▸ Your goal:
Copy out every line holding the string "Target" from the records below.

▸ Referring expression data:
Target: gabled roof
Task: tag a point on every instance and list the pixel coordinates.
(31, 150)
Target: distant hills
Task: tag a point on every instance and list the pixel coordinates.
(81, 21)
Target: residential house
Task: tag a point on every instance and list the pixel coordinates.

▸ Result of this exercise:
Target: gabled roof
Target: distant hills
Target: residential house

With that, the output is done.